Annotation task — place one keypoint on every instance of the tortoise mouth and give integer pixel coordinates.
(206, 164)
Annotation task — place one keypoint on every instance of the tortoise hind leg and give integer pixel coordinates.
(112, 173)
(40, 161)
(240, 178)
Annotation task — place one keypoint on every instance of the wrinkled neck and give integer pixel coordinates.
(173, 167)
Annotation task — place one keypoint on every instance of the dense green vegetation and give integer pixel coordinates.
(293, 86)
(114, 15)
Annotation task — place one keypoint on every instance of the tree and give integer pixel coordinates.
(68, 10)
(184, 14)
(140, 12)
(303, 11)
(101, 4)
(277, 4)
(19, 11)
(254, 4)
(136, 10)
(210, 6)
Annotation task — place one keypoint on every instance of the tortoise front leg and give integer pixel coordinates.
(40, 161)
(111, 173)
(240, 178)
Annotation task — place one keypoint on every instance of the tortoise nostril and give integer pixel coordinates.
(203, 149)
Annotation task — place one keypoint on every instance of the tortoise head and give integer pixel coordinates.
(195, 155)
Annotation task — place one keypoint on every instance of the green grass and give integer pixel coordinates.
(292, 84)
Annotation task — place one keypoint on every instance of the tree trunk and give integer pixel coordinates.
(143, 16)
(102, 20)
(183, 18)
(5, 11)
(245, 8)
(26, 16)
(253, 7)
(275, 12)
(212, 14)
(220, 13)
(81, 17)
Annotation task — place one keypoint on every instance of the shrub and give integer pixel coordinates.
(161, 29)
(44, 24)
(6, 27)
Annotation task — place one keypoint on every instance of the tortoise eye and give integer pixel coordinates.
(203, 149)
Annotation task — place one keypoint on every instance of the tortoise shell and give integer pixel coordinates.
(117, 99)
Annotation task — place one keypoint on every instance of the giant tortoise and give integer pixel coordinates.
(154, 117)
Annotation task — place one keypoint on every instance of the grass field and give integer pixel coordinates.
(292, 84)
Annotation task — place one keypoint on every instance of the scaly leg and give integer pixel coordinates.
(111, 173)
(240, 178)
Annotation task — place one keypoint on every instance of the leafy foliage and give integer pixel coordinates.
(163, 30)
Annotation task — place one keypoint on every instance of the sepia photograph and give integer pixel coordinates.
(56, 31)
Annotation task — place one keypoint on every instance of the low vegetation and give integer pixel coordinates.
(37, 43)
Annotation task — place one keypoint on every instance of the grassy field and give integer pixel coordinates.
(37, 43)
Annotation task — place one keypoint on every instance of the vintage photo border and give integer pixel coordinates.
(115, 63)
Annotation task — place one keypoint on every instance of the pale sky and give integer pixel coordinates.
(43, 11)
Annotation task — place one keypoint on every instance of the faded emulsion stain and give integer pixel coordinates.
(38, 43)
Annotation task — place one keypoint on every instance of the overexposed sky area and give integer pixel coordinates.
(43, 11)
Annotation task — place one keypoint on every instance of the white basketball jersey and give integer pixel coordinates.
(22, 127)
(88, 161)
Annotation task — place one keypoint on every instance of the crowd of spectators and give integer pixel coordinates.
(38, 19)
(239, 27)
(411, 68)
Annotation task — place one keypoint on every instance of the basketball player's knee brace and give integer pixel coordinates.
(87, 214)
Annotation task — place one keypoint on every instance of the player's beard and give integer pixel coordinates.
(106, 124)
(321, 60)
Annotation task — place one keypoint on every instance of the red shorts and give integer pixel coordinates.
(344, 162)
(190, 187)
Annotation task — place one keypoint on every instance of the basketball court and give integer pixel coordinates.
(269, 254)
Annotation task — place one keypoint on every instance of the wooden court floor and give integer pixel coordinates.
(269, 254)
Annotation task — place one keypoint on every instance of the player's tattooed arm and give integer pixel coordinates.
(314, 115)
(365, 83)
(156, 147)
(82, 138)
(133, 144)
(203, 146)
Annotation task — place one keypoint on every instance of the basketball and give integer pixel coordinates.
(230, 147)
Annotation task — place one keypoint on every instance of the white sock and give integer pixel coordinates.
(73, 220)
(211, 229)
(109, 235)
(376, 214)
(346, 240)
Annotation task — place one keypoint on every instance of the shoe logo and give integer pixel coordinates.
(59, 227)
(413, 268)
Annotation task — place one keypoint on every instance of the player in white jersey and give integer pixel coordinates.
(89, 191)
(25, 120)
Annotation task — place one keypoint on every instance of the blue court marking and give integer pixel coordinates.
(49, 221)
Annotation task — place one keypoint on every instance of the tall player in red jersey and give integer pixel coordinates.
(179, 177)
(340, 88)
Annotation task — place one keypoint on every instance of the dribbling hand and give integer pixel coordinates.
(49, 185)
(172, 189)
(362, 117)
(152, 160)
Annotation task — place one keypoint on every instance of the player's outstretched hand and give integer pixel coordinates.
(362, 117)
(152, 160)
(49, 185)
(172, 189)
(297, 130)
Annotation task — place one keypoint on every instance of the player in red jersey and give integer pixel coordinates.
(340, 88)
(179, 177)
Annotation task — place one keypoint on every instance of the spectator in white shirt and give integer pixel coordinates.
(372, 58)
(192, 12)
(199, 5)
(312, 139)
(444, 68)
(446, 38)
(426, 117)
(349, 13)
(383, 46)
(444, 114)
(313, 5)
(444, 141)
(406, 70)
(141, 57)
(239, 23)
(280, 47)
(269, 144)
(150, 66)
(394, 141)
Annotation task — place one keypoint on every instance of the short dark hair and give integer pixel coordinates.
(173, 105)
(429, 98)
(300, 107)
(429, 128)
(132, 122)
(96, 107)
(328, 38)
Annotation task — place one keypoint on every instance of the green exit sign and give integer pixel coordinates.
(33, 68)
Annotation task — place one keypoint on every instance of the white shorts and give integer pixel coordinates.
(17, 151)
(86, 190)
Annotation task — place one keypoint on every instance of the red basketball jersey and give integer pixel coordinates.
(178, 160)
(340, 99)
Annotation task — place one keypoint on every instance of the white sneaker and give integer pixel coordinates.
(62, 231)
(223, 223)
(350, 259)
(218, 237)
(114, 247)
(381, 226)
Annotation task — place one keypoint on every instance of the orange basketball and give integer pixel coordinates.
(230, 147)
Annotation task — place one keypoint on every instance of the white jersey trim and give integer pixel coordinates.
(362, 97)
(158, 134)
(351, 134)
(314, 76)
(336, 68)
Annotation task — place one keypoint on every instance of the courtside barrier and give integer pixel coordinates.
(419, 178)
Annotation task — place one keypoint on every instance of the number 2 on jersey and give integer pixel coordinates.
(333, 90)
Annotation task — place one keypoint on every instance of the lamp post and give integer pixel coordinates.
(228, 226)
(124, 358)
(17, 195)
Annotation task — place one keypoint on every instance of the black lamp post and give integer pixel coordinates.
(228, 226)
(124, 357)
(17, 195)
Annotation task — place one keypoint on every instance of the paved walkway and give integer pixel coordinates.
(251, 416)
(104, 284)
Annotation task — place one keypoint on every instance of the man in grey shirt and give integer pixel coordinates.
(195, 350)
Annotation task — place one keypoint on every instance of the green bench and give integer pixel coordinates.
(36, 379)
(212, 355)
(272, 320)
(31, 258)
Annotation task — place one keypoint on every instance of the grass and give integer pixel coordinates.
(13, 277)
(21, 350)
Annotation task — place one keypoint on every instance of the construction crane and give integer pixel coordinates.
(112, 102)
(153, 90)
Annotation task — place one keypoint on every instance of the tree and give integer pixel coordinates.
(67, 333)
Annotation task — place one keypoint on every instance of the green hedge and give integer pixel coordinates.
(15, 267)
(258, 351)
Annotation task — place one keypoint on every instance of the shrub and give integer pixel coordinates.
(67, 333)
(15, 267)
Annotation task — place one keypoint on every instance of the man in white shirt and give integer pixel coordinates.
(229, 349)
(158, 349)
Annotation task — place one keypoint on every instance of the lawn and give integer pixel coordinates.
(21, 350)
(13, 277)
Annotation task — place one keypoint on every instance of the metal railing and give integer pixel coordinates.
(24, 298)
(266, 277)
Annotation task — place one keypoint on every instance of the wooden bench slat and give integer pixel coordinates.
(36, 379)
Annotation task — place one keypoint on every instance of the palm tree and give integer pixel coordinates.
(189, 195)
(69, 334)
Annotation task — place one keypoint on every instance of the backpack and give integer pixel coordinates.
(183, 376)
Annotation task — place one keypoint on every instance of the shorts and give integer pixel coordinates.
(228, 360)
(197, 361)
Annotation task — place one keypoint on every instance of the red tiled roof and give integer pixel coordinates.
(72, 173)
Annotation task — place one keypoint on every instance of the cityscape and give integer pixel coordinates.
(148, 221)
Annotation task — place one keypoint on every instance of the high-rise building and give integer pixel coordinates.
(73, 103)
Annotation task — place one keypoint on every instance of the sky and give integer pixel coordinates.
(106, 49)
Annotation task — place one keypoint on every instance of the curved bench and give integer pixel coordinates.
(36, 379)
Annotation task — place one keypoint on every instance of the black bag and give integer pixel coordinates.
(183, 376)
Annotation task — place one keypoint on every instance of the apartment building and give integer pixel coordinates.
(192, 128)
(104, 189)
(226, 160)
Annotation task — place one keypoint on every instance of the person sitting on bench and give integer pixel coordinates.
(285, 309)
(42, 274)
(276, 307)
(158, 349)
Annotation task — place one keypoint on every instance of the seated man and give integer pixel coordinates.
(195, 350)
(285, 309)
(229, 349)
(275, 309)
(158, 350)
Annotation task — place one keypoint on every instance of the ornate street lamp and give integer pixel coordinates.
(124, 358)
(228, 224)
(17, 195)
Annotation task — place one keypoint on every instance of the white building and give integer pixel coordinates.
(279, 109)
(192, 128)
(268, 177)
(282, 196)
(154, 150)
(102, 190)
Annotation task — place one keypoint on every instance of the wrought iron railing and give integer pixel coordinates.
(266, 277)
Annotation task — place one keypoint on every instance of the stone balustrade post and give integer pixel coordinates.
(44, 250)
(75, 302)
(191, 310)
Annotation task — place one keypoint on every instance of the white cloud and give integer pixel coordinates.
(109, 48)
* * *
Starting at the line with "bag and give integer pixel coordinates.", copy every line up to and including the last one in the entries above.

In response:
Annotation task — place one keypoint on every instance of the black bag and give integer pixel coordinates.
(183, 376)
Annotation task — place one keypoint on every instance of the apartment building and give integer pixel coordinates.
(192, 128)
(104, 189)
(226, 160)
Annotation task — place one keypoint on every instance of the person sitting on bench and give integer pixel coordinates.
(285, 309)
(42, 274)
(276, 307)
(158, 349)
Annotation task — place one keypoint on every instance of the seated man and give integer pixel coordinates.
(195, 350)
(285, 309)
(229, 349)
(275, 309)
(158, 350)
Annotation task — place one keypoint on every instance of the ornate street lamp and give integer pixel coordinates.
(124, 358)
(228, 224)
(17, 195)
Annotation task — place one keypoint on every instance of the white building and give integer pixel coordinates.
(279, 109)
(192, 128)
(268, 177)
(282, 196)
(154, 150)
(102, 190)
Annotation task — place one keypoint on every instance of the wrought iron railing and give integer pixel coordinates.
(266, 277)
Annotation task — place one keypoint on every instance of the stone balustrade post and give integer pixel coordinates.
(44, 250)
(75, 302)
(191, 310)
Annotation task — place one keypoint on every instance of the white cloud and give integer pixel coordinates.
(109, 48)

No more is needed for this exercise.